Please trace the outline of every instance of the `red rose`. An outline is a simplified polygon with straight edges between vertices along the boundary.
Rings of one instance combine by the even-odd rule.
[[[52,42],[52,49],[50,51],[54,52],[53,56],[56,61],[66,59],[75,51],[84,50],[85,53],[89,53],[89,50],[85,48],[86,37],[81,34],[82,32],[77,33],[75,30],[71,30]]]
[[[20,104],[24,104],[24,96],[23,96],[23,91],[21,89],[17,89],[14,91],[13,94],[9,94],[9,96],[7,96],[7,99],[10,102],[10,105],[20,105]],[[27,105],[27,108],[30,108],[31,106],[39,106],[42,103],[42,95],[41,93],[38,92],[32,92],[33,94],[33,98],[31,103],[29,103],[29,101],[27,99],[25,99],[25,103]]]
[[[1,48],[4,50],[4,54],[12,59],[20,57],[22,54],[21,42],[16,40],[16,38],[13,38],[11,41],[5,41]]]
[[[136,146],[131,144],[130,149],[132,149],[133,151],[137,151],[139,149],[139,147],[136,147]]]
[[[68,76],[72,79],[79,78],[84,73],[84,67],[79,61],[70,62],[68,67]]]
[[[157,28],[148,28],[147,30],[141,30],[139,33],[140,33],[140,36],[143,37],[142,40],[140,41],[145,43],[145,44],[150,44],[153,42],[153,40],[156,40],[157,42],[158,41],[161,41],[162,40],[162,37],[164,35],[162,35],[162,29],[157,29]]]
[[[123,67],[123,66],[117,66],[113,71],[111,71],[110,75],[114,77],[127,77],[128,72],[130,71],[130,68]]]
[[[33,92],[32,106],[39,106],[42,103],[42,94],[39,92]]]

_Goal_.
How many lines in the items above contain the string "instance"? Treat uppercase and lowercase as different, and reply with the number alone.

_Reply to the exercise_.
2